> [TRY IT] Each record is to be transcribed in full and exactly.

(Items from a data source)
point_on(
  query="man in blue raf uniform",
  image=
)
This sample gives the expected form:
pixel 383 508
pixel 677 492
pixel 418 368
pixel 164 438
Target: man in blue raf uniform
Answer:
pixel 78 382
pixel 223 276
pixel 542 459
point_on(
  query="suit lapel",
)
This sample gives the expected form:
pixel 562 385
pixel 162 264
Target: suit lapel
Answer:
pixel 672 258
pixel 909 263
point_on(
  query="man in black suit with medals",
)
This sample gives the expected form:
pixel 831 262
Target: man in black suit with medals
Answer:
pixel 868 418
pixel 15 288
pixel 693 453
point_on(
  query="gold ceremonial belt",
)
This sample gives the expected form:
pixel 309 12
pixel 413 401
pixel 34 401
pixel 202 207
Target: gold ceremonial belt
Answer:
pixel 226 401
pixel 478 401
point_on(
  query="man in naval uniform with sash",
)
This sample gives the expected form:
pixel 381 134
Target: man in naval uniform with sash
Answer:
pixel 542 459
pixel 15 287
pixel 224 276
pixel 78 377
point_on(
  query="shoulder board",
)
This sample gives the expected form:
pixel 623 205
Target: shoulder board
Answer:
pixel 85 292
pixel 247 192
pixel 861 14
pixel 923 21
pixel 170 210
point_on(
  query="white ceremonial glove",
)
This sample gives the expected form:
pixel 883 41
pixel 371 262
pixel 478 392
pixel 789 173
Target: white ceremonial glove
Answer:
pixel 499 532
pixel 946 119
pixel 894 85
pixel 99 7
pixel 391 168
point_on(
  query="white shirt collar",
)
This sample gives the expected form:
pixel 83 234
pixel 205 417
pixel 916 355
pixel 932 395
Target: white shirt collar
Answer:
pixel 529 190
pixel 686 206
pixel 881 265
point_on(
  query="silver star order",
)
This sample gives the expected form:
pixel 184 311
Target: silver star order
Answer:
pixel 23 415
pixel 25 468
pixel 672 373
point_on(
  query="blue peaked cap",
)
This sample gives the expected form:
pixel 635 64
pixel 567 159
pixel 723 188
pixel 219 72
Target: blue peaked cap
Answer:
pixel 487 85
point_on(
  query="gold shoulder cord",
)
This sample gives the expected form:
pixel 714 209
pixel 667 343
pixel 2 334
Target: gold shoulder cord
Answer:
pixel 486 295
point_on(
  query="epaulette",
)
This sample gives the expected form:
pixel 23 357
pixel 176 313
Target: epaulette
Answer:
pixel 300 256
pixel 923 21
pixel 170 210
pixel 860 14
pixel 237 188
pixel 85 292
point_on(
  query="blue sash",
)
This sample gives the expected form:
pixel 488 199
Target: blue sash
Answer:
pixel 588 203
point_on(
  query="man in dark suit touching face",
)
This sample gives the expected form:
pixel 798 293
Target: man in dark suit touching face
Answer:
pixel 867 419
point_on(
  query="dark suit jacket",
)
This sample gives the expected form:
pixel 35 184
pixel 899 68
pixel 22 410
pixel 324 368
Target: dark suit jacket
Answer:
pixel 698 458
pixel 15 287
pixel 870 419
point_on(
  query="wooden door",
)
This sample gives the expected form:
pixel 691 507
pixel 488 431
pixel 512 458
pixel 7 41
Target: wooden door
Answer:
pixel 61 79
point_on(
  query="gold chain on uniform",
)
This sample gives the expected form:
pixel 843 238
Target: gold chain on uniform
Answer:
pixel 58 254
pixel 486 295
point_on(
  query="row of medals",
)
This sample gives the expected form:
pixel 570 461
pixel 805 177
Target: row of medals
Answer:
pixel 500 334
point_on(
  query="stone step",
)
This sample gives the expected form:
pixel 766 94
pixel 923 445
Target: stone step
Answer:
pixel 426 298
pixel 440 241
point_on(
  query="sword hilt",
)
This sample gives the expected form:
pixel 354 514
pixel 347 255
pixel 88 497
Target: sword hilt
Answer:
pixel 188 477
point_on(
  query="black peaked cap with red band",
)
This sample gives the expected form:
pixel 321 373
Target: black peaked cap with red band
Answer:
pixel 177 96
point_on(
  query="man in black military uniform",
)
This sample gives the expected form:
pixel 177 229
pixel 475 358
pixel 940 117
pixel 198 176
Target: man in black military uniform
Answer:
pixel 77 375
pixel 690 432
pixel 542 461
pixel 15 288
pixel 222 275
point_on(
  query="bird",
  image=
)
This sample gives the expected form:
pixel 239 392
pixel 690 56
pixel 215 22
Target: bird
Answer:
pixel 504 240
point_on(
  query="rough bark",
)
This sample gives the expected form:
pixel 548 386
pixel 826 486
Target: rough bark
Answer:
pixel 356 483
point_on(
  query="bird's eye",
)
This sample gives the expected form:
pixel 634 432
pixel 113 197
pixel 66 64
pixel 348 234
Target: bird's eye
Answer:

> [RESPONSE TO THE EXERCISE]
point_on(
  query="man in blue raf uniform",
  image=
)
This sample gives the expected form:
pixel 383 508
pixel 677 492
pixel 418 368
pixel 164 438
Target: man in blue raf uniform
Answer:
pixel 78 382
pixel 223 276
pixel 542 459
point_on(
  query="suit lapel",
)
This sample gives the expected form:
pixel 562 385
pixel 162 264
Target: suit lapel
Answer:
pixel 672 258
pixel 909 263
point_on(
  query="man in black suit with medals",
)
This sample gives the expected form:
pixel 831 262
Target: man in black suit with medals
Answer:
pixel 868 418
pixel 15 288
pixel 693 453
point_on(
  query="gold ceremonial belt",
)
This sample gives the expected form:
pixel 309 12
pixel 413 401
pixel 34 401
pixel 202 207
Target: gold ceremonial belt
Answer:
pixel 226 401
pixel 478 401
point_on(
  query="man in naval uniform with sash",
)
This sample gives the expected form:
pixel 381 134
Target: man in naval uniform with sash
Answer:
pixel 542 459
pixel 15 287
pixel 224 276
pixel 78 377
point_on(
  query="shoulder board",
)
This sample gives the expected form:
pixel 623 205
Target: shoulder board
Answer:
pixel 85 292
pixel 247 192
pixel 861 14
pixel 923 21
pixel 170 210
point_on(
  query="white ceremonial glove",
)
This sample gives the expected form:
pixel 883 41
pixel 371 262
pixel 478 392
pixel 789 173
Target: white ceremonial glove
Answer:
pixel 499 532
pixel 946 119
pixel 894 85
pixel 99 7
pixel 391 168
point_on(
  query="white shirt collar",
)
This sample gives the expected form:
pixel 83 234
pixel 205 417
pixel 916 355
pixel 932 395
Target: white shirt collar
Answer:
pixel 529 190
pixel 686 206
pixel 881 265
point_on(
  query="silver star order",
)
This sample gives the expected form:
pixel 184 311
Target: silver star order
Answer:
pixel 23 415
pixel 25 468
pixel 672 373
point_on(
  query="blue peaked cap",
)
This sample gives the expected form:
pixel 635 64
pixel 567 159
pixel 723 188
pixel 219 72
Target: blue peaked cap
Answer:
pixel 487 85
point_on(
  query="gold shoulder cord",
)
This sample gives the expected form:
pixel 714 209
pixel 667 343
pixel 2 334
Target: gold shoulder cord
Answer:
pixel 486 295
point_on(
  query="epaulette",
)
This sample gives the expected form:
pixel 23 357
pixel 176 313
Target: epaulette
Answer:
pixel 300 256
pixel 923 21
pixel 170 210
pixel 860 14
pixel 237 188
pixel 85 292
point_on(
  query="blue sash",
)
This sample gives the expected form:
pixel 488 199
Target: blue sash
Answer:
pixel 588 203
point_on(
  query="man in dark suit touching face",
)
This sample gives the expected form:
pixel 798 293
Target: man in dark suit touching face
Answer:
pixel 867 419
point_on(
  query="dark suit jacket",
)
This sample gives the expected form:
pixel 35 184
pixel 899 68
pixel 22 410
pixel 324 368
Target: dark suit jacket
Answer:
pixel 698 458
pixel 15 287
pixel 870 419
point_on(
  query="wooden door",
)
This sample gives the expected form:
pixel 691 507
pixel 488 431
pixel 512 458
pixel 7 41
Target: wooden door
Answer:
pixel 61 79
point_on(
  query="gold chain on uniform",
)
This sample gives the expected form:
pixel 843 238
Target: gold chain on uniform
Answer:
pixel 58 254
pixel 486 295
point_on(
  query="row of medals",
)
This sample gives the expected form:
pixel 570 461
pixel 805 177
Target: row of medals
Answer:
pixel 500 334
point_on(
  query="stone step",
)
This sample gives the expected form:
pixel 766 94
pixel 923 445
Target: stone step
Answer:
pixel 426 298
pixel 440 241
point_on(
  query="sword hilt",
)
This sample gives the expected form:
pixel 354 514
pixel 347 255
pixel 88 497
Target: sword hilt
Answer:
pixel 188 477
point_on(
  query="black peaked cap with red band",
)
This sample gives the expected form:
pixel 321 373
Target: black peaked cap with red band
Answer:
pixel 177 96
point_on(
  query="man in black military uniform",
)
This sample gives the expected form:
pixel 177 229
pixel 475 358
pixel 940 117
pixel 198 176
Target: man in black military uniform
Answer:
pixel 77 375
pixel 690 432
pixel 542 461
pixel 15 288
pixel 222 275
point_on(
  query="bird",
  image=
)
This sample gives the expected form:
pixel 239 392
pixel 690 56
pixel 215 22
Target: bird
Answer:
pixel 504 240
point_on(
  query="rough bark",
)
This sample gives the expected form:
pixel 548 386
pixel 826 486
Target: rough bark
Answer:
pixel 356 483
point_on(
  query="bird's eye",
)
This sample gives the expected form:
pixel 634 432
pixel 113 197
pixel 66 64
pixel 348 234
Target: bird's eye
Answer:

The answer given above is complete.